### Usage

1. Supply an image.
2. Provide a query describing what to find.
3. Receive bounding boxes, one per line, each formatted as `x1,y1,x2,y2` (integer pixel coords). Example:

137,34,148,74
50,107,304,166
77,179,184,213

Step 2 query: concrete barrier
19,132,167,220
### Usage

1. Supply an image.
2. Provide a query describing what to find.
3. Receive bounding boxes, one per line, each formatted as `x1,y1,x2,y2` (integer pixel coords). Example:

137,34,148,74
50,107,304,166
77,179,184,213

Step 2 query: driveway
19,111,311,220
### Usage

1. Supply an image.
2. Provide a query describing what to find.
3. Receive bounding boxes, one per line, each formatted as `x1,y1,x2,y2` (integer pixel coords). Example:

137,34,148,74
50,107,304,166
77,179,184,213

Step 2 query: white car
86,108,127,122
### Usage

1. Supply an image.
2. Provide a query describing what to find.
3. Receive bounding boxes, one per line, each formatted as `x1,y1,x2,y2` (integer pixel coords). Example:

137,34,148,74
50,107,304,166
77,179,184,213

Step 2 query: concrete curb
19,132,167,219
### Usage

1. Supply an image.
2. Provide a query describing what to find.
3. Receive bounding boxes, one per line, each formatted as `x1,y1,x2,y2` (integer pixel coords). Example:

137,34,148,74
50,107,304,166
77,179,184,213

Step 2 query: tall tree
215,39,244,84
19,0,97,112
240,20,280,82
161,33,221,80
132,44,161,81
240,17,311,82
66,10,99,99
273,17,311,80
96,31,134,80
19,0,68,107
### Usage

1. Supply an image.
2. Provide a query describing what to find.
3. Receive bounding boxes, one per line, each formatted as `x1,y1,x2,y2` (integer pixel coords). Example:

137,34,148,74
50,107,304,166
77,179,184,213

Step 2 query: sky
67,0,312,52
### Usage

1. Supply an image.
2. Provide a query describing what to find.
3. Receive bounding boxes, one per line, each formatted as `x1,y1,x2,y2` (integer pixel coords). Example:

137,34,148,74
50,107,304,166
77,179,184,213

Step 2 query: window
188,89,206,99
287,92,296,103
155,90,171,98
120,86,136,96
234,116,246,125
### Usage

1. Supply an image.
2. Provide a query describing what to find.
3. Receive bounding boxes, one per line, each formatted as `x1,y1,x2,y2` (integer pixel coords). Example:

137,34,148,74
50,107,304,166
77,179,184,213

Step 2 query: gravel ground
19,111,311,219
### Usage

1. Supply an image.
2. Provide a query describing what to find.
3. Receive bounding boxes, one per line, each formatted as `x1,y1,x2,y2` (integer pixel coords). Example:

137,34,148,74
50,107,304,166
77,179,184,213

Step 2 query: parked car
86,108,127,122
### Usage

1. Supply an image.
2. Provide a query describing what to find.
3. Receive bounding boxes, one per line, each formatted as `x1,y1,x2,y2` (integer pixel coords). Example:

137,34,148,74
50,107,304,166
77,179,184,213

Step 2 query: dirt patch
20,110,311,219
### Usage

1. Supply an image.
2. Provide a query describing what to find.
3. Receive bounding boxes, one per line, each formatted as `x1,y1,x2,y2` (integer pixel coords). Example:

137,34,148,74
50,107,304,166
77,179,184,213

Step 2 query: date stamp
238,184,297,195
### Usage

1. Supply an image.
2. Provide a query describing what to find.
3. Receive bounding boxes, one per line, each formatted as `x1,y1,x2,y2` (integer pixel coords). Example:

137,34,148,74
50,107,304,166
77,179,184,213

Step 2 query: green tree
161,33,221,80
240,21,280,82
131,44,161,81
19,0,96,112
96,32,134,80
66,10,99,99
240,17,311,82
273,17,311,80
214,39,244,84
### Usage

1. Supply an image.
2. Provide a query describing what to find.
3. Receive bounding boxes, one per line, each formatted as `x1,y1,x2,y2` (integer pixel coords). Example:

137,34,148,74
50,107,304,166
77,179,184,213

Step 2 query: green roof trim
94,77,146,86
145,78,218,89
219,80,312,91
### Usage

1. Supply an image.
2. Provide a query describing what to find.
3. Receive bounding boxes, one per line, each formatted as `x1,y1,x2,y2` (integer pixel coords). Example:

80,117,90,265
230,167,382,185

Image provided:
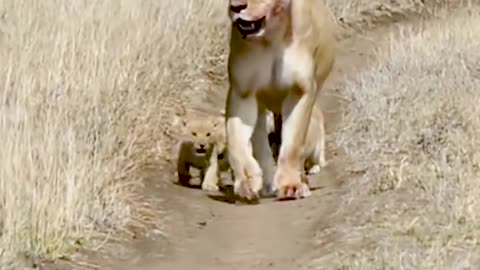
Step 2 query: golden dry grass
0,0,224,268
0,0,475,269
312,7,480,270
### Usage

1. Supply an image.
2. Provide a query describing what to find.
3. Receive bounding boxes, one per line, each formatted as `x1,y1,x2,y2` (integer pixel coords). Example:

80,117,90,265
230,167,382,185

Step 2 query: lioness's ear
273,0,291,15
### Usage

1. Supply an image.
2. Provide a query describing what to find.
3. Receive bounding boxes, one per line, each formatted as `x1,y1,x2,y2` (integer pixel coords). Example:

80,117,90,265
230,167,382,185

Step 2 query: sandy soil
85,27,381,270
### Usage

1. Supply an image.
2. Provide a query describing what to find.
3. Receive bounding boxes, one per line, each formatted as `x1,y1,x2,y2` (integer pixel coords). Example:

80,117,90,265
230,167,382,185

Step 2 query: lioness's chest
235,46,295,96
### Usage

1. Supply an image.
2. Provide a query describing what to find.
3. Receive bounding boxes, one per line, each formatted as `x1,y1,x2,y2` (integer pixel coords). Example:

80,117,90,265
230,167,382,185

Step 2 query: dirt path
94,29,382,270
62,17,412,270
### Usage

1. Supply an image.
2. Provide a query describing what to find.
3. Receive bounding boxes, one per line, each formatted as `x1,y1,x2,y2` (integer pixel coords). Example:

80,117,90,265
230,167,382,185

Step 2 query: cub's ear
172,115,188,127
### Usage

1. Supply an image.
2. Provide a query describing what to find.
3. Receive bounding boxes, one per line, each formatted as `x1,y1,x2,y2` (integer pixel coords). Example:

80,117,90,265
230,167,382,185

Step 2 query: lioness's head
182,117,220,155
228,0,290,41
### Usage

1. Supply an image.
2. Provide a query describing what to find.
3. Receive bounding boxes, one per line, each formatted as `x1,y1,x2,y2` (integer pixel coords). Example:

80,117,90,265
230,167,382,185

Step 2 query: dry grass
313,5,480,270
0,0,224,268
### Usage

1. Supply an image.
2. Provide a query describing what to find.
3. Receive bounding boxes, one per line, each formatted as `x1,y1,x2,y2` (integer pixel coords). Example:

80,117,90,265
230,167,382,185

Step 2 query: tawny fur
267,109,327,174
226,0,335,200
177,115,229,191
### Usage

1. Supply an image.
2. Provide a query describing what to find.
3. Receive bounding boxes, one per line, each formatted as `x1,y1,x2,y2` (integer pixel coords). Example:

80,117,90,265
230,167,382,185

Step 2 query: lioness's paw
202,181,219,191
308,164,320,174
275,170,311,200
234,175,262,203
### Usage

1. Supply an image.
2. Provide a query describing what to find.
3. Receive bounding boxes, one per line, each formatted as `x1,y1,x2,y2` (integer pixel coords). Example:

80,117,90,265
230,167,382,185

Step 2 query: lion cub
177,115,229,191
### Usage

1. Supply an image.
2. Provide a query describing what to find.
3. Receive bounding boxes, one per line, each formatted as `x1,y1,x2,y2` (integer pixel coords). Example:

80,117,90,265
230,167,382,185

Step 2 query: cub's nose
230,4,247,13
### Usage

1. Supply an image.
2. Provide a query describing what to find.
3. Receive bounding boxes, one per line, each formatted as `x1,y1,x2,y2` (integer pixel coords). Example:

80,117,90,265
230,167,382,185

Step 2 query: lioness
225,0,335,201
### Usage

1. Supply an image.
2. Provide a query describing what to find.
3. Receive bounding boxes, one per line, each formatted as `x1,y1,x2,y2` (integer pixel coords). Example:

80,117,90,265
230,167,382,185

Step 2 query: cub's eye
230,5,247,13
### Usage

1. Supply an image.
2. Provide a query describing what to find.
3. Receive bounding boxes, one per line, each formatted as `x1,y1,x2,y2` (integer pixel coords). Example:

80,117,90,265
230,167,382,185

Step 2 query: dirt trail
99,31,380,270
84,18,400,270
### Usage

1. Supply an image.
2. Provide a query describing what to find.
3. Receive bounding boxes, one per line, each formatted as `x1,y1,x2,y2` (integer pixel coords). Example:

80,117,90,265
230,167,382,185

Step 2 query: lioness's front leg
252,106,275,196
274,92,314,199
226,88,262,200
202,146,220,191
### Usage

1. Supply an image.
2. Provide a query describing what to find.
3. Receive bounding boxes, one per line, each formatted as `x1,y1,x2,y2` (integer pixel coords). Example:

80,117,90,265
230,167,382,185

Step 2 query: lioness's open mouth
235,17,265,37
197,148,207,154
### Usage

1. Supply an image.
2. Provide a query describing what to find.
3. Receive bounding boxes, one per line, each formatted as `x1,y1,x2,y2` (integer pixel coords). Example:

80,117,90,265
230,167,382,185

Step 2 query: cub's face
228,0,290,41
182,118,219,155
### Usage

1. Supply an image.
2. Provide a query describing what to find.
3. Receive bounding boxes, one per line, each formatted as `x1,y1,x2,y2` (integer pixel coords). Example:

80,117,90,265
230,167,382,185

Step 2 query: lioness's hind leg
226,89,263,201
307,115,327,174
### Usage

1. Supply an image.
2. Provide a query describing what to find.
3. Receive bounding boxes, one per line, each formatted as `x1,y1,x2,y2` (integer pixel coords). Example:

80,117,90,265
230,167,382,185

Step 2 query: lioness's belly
256,89,288,113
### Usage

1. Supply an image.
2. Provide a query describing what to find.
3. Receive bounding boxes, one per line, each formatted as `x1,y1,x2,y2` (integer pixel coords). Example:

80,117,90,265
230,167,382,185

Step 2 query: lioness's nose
230,4,247,13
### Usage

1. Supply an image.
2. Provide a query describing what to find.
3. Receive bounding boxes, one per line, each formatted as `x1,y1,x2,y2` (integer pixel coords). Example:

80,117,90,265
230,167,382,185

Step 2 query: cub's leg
252,106,275,196
202,145,220,191
226,88,262,201
177,143,191,186
274,92,315,199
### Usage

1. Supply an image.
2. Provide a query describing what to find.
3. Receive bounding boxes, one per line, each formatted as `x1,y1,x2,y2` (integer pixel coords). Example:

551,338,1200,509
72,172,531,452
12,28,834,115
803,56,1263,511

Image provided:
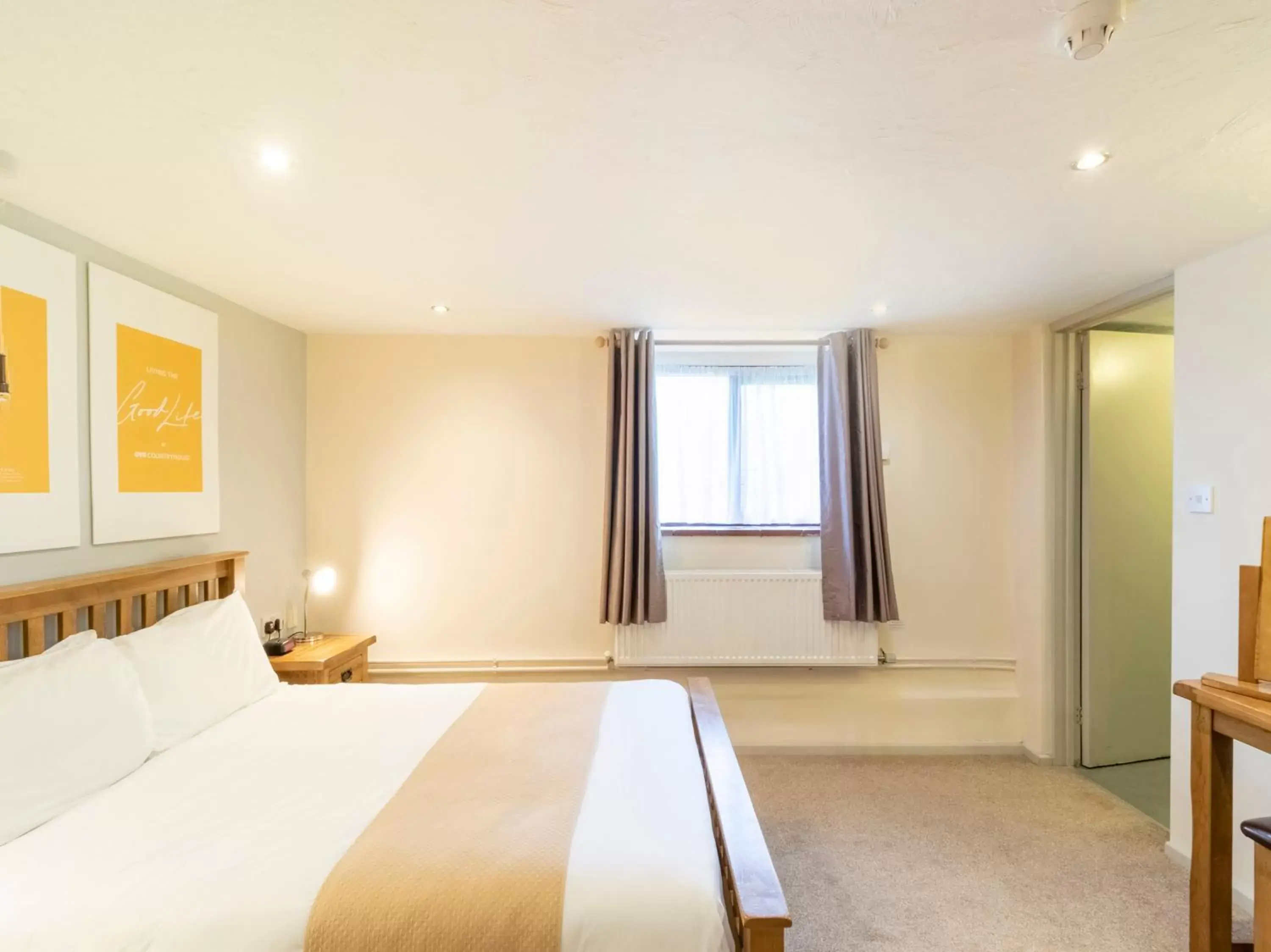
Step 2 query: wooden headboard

+--

### YOUR GOAL:
Gather every line in the rows above that contains the word "nose".

### TASK RESPONSE:
Step 2 query: cub's nose
Step 2 query: lioness's nose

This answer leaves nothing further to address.